● Given exercise: Count the lines in the listing below that contain the string "cliff", and give only that number.

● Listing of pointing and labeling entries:
"""

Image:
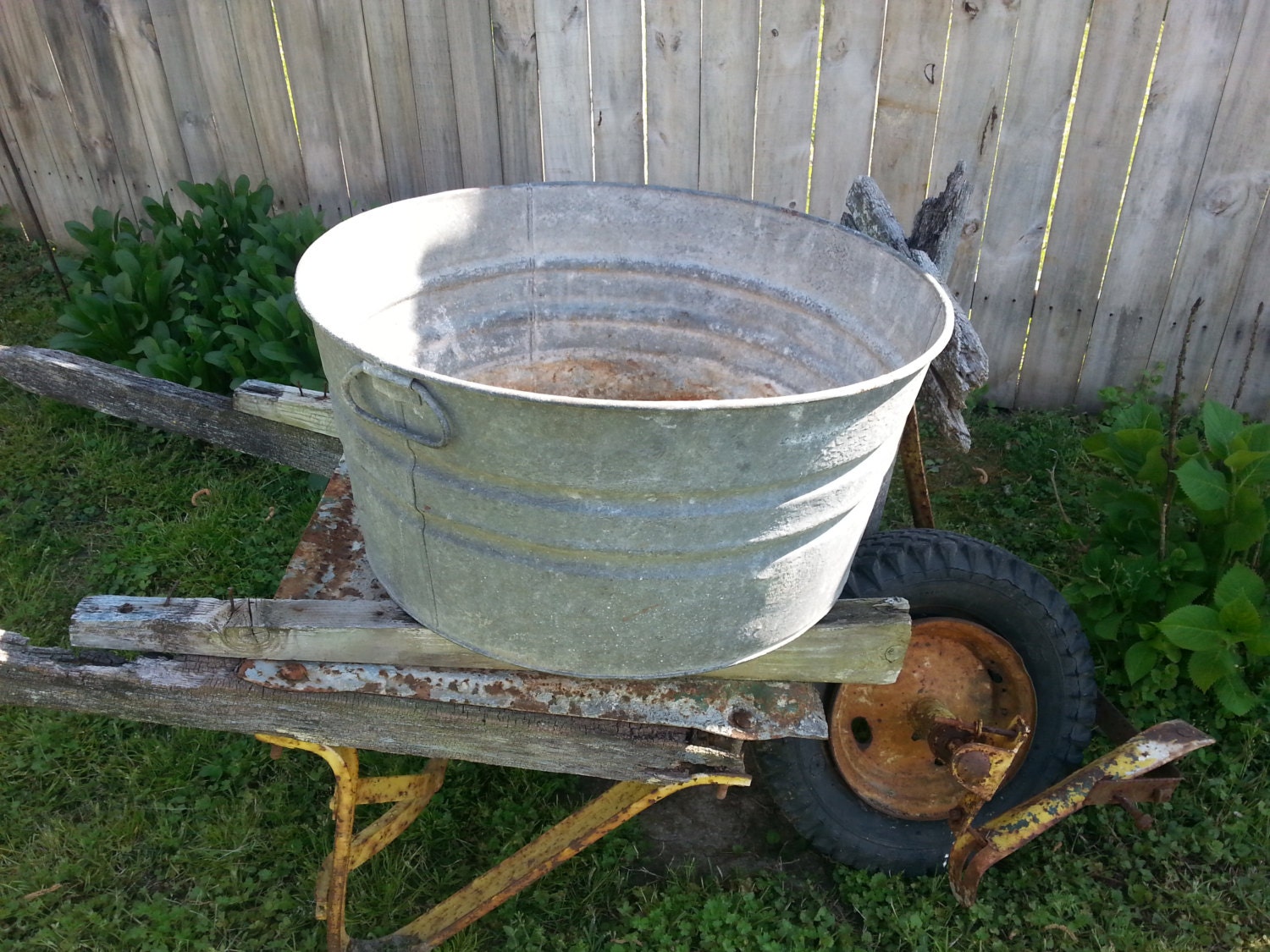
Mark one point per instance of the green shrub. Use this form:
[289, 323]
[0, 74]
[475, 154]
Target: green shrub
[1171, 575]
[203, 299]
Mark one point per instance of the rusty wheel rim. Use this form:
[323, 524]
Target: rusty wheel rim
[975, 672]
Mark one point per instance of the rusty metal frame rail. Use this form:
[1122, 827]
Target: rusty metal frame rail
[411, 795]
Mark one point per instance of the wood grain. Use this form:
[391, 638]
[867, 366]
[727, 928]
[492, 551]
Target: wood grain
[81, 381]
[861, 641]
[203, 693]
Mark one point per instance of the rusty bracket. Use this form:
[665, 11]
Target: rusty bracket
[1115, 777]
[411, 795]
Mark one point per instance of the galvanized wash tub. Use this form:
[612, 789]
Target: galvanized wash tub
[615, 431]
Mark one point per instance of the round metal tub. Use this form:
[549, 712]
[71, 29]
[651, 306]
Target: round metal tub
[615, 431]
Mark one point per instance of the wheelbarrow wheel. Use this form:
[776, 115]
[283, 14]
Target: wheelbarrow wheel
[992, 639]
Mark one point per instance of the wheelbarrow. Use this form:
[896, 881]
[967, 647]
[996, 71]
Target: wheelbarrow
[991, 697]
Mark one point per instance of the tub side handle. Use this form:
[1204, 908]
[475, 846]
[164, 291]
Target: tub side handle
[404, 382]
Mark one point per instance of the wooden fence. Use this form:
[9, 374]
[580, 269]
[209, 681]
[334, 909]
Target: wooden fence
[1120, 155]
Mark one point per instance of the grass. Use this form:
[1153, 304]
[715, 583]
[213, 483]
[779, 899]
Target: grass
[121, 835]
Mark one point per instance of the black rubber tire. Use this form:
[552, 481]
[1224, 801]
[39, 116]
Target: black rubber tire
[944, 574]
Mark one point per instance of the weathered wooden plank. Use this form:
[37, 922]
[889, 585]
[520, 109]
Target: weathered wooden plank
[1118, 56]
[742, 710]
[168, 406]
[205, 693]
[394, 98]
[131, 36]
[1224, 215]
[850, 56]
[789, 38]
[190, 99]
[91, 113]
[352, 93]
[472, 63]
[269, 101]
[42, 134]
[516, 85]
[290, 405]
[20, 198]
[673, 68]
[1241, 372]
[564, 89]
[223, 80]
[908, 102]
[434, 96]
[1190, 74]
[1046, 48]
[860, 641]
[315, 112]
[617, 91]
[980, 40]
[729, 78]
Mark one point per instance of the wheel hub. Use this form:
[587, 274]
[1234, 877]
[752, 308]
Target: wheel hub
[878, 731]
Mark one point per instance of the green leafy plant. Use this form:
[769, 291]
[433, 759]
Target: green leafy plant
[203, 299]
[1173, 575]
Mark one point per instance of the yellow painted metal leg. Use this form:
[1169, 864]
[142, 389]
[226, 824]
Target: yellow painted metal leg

"""
"""

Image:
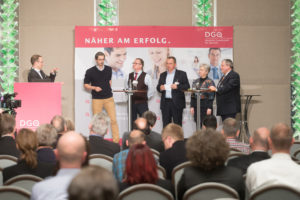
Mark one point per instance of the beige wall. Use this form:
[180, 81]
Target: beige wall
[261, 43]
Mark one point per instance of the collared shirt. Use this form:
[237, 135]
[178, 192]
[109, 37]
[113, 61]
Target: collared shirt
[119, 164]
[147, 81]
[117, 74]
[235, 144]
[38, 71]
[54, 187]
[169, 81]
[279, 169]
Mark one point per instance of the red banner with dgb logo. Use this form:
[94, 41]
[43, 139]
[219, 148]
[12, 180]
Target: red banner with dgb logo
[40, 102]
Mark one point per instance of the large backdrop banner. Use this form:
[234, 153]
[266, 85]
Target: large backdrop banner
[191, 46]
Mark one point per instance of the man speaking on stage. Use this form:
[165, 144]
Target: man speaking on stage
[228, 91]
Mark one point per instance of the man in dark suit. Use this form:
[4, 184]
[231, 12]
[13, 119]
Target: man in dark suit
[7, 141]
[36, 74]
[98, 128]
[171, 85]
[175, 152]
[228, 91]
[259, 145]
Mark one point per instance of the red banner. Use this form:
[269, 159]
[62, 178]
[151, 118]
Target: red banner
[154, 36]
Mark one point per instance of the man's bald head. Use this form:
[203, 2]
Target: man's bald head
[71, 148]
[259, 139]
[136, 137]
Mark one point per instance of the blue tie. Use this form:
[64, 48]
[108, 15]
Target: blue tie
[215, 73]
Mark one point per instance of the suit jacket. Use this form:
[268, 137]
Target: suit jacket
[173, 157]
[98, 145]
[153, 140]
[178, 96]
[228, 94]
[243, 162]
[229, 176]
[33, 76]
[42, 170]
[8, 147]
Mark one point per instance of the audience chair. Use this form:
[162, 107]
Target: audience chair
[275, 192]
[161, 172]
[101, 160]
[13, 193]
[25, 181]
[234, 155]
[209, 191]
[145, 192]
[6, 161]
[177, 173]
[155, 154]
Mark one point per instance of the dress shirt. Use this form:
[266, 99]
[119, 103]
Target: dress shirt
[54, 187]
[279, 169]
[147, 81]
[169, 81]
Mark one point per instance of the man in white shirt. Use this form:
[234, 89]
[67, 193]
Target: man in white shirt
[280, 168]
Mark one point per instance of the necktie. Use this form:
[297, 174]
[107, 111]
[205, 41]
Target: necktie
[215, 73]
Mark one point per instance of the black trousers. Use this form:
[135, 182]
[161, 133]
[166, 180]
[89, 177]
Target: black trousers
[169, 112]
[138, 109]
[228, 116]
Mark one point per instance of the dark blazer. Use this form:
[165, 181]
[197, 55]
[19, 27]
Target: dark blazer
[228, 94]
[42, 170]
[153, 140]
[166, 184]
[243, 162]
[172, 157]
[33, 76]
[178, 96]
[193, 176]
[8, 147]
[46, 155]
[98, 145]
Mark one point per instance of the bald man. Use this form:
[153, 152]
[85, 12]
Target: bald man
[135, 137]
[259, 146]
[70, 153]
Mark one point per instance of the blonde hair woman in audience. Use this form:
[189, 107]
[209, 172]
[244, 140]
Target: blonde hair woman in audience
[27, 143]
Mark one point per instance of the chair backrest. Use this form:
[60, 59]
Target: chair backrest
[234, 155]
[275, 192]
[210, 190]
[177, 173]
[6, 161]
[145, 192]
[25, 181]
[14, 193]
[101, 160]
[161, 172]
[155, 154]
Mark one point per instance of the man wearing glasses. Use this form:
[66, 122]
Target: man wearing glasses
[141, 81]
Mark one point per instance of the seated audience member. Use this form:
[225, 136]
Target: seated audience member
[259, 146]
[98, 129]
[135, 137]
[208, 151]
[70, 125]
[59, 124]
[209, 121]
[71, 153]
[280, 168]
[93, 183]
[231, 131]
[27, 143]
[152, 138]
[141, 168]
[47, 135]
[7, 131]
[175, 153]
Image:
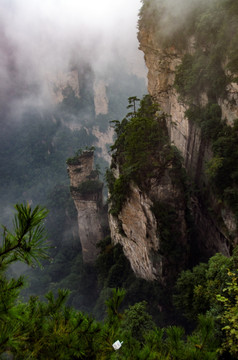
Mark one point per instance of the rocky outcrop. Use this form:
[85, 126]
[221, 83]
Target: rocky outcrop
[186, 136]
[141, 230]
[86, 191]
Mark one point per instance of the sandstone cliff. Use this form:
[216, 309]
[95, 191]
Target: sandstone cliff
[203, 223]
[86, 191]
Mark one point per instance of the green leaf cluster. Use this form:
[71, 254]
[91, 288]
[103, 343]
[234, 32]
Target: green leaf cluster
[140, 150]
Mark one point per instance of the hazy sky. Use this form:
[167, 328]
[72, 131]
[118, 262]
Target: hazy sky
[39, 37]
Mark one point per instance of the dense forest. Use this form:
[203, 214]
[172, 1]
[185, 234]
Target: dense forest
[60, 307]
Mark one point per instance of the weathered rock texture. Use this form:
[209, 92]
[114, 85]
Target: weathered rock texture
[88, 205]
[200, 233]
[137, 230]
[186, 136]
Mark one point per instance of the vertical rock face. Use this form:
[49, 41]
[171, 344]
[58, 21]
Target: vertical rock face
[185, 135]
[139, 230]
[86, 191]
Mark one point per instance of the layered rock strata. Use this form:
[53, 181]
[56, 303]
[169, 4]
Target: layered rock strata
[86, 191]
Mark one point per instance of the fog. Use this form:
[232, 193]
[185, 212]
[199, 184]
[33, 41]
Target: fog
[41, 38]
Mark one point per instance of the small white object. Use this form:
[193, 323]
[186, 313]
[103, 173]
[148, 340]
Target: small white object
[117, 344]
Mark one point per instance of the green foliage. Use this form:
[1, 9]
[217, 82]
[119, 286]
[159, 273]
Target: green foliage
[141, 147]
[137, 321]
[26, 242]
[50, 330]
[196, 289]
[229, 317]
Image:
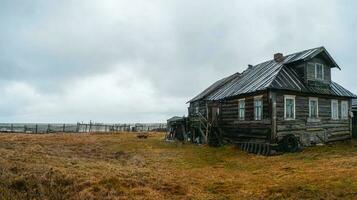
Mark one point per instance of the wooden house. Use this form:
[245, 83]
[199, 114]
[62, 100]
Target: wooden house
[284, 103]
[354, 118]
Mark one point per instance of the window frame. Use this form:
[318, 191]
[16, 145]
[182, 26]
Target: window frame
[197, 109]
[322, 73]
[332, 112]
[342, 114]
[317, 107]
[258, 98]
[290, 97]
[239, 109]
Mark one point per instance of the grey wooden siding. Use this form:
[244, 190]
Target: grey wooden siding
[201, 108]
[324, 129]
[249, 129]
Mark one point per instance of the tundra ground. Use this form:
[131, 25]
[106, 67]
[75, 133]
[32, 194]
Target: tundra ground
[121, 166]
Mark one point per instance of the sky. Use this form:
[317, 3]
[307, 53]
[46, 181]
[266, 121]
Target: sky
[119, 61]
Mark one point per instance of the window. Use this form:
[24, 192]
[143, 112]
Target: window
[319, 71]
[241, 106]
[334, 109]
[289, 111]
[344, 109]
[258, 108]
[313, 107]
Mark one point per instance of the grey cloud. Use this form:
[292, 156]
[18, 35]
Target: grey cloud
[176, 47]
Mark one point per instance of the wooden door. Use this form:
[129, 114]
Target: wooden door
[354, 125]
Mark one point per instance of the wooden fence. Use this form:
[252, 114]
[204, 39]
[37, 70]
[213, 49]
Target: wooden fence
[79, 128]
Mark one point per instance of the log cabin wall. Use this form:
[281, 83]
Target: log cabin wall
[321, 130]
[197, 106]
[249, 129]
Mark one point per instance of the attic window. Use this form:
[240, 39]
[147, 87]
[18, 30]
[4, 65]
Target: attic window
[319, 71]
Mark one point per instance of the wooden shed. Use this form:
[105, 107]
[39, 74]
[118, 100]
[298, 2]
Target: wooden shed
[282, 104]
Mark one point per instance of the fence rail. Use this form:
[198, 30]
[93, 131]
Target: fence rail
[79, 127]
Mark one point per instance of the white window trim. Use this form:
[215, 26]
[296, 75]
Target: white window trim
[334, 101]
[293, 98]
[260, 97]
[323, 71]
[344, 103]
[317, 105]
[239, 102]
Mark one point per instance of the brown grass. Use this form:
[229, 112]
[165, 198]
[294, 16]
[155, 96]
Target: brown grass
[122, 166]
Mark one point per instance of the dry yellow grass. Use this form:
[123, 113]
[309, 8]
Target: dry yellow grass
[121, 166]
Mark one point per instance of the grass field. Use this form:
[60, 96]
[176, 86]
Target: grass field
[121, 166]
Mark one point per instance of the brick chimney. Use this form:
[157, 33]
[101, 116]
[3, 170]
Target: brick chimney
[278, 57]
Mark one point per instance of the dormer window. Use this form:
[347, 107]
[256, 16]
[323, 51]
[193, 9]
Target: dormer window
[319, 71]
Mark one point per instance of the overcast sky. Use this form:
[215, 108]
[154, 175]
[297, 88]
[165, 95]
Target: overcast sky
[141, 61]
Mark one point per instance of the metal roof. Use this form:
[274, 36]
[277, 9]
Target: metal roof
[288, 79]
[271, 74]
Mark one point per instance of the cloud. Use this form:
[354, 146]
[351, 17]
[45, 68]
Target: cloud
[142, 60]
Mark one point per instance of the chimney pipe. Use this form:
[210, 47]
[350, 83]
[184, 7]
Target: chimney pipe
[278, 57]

"""

● Solution: 2